[START OF Entries shown]

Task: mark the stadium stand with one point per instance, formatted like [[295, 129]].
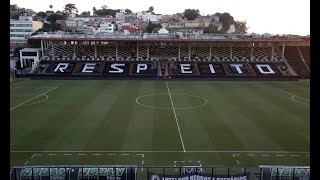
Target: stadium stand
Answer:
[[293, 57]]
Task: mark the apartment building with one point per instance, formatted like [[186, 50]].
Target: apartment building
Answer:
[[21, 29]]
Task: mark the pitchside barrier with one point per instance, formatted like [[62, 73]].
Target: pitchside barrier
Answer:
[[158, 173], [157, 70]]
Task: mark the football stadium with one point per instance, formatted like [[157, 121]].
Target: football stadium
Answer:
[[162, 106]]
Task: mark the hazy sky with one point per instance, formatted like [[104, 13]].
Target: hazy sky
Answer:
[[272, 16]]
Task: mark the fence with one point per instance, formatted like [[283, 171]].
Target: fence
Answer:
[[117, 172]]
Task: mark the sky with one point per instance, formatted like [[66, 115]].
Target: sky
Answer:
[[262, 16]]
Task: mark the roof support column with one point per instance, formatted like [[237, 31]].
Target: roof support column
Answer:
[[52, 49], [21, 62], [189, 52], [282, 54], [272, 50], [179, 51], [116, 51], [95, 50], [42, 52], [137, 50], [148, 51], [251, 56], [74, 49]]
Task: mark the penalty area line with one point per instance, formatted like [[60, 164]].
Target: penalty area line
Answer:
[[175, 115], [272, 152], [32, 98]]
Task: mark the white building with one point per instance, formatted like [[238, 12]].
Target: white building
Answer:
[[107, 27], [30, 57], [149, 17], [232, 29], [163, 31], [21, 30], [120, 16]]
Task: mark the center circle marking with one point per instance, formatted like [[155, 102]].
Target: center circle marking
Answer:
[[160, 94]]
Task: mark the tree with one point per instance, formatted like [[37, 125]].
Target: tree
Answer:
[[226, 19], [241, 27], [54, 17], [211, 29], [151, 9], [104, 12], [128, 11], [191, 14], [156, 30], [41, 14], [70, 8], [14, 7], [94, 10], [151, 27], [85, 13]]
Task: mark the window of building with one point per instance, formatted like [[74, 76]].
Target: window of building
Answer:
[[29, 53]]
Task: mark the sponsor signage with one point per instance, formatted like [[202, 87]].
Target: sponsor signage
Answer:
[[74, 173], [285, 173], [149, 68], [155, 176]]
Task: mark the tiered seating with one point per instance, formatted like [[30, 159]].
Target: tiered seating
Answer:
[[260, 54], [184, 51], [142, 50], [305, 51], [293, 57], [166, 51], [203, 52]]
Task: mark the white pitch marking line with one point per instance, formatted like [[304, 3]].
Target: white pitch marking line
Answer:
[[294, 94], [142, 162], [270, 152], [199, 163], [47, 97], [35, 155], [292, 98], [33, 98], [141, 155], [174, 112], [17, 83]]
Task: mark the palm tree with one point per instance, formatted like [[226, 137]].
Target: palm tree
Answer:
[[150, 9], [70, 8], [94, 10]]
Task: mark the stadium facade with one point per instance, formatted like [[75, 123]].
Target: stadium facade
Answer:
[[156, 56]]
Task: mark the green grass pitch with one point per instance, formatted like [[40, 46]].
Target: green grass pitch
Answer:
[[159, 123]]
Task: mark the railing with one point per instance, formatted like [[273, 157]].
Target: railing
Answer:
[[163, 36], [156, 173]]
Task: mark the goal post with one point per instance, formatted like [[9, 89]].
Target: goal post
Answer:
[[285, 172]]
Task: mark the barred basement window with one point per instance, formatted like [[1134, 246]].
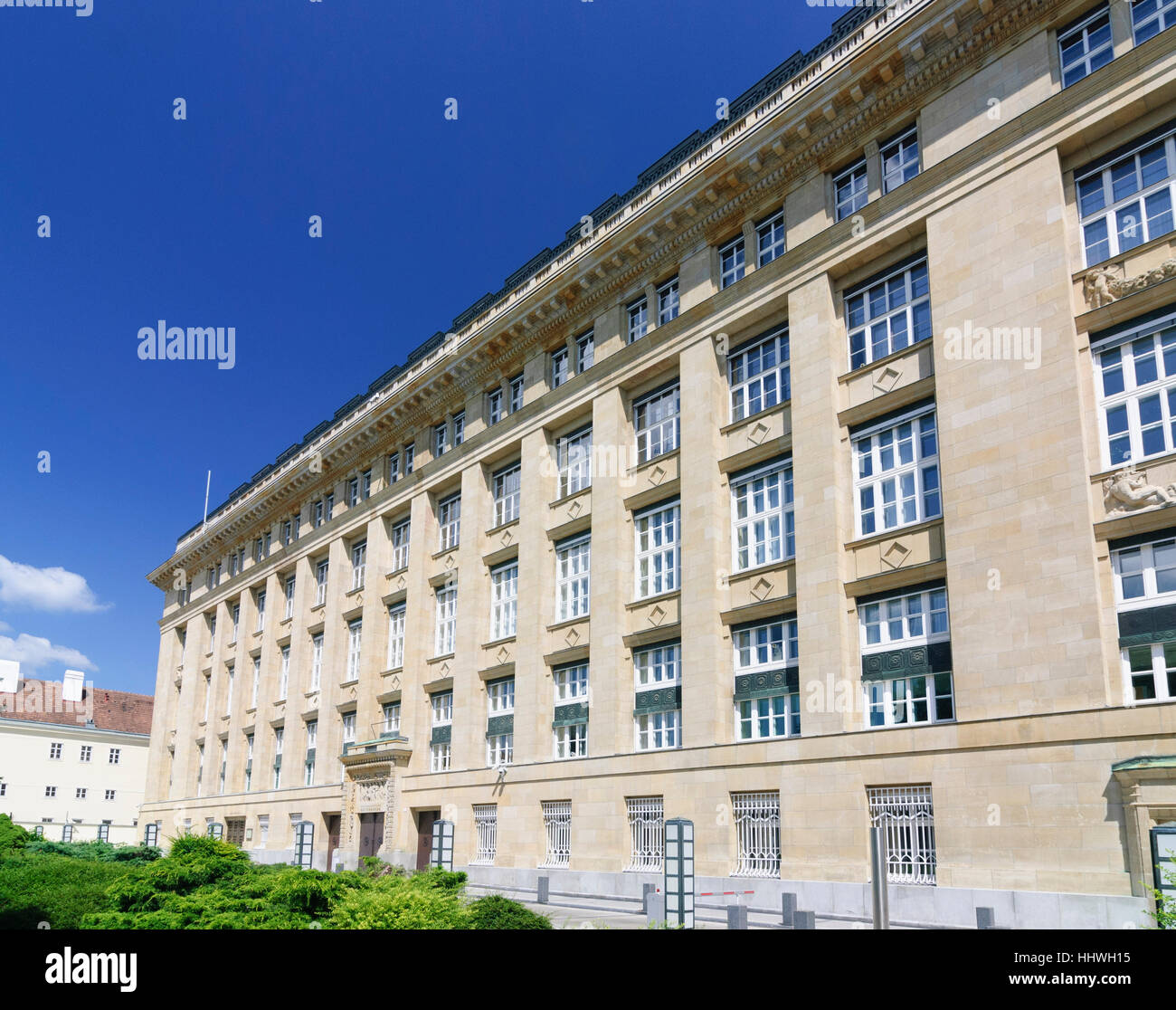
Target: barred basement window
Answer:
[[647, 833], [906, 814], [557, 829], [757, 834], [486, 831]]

[END OF Entries shown]
[START OF Entries shown]

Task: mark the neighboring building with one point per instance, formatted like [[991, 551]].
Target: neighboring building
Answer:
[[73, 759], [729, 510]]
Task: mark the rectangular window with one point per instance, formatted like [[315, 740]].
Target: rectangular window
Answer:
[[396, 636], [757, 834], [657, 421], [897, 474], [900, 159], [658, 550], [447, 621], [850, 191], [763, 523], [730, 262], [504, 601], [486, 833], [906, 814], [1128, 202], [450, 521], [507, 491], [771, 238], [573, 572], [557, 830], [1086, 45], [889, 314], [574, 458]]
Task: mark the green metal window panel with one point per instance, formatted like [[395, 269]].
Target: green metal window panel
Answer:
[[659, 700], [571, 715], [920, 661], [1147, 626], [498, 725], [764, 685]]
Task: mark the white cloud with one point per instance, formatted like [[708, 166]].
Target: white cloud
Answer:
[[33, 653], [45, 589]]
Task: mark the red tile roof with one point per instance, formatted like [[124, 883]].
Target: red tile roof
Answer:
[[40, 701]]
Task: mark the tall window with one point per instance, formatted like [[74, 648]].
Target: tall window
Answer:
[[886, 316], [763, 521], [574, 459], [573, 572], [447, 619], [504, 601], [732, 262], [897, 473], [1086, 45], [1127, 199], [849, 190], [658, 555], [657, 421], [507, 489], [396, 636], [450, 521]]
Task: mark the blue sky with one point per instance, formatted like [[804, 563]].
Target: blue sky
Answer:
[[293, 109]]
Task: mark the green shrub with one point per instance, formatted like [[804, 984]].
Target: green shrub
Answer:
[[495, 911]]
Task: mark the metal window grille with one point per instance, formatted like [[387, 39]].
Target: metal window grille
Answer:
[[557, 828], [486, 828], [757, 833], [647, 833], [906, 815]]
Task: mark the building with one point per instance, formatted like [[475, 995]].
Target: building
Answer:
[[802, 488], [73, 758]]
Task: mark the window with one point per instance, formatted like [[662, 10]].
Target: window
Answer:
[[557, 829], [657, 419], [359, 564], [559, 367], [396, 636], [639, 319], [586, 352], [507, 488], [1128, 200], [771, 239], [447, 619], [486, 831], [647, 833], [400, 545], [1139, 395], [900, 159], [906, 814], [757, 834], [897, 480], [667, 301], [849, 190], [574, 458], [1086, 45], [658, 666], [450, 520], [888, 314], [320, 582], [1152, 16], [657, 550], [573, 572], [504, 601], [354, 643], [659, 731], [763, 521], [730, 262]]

[END OF Entries shown]

▶ **Task brief**: Please put the lines of the listing that run from the line containing "Task: mark the window of" through the line containing "[[74, 173], [285, 173], [149, 68], [155, 176]]", both included, into a JSON list of strings with one string per line, skipping blank lines.

▶ **Solution to this exercise**:
[
  "Task: mark the window of building with one point per instance, formatted like [[74, 76]].",
  "Target: window of building",
  "Answer:",
  "[[29, 53]]",
  "Task: mark the sponsor signage with one point per instance, formatted like [[202, 87]].",
  "Target: sponsor signage",
  "Answer:",
  "[[74, 173], [285, 173], [149, 68], [155, 176]]"
]